[TASK GOAL] Reproduce every line of the entries below, requests included, but shift each answer point by adding 79 to both of its coordinates. Leave the sample coordinates in the requests unchanged.

[RECORDS SHOWN]
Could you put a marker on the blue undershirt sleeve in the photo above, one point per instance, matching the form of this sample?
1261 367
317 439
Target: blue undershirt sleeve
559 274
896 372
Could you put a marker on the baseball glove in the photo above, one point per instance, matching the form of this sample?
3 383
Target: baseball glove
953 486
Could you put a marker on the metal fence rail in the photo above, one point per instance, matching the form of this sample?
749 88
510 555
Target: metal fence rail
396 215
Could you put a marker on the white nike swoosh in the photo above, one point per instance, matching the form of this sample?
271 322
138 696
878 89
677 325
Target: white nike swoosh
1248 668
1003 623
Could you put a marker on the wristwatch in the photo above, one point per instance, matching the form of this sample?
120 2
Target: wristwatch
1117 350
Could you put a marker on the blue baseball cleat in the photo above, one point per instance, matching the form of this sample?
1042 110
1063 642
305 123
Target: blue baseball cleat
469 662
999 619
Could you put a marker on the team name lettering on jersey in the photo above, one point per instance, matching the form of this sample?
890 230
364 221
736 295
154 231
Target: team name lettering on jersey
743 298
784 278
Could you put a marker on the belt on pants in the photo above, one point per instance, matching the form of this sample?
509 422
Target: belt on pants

[RESULT FOR THIS TASK]
Could you put a marker on the blue undershirt sleeve in the photo above, one point per instance, matching the form of this sample?
1261 367
317 439
Target: blue undershirt sleeve
638 353
975 451
Could you put a marker on the baseball glove in the photo above, one point per instance, matching the form of this sample?
3 383
Target: baseball glove
1032 565
Could you put a marker on the metal fence rail in the photo above, one point per instance, matching the form of this sample?
749 88
510 555
Target: metal fence rail
475 294
Could you put a marker on the white nike swoosh in the photo above, one point per instance, matching the form of this sample?
271 322
138 696
878 89
677 325
Target: white nike swoosh
1327 747
1082 702
Could you put a marker on the wristwatch in the photo above, one point per instance, matching the form of this sample?
120 2
Target: wristwatch
1196 429
Could you put a marker on the blue baseball cleat in the photo above, one point per instance, matching the form of this sample?
1042 110
1063 642
305 123
Target: blue baseball cleat
548 741
1078 698
Could you put a marker on the team name lettering on jersey in the photo above, one point per instance, matching the form of this sample?
890 230
364 221
736 295
154 231
Target: team name lettering on jersey
822 377
863 357
Could you put a marker on the belt on pants in the photo above, one point per instance, matching the form of this sample?
509 422
Target: belt on pants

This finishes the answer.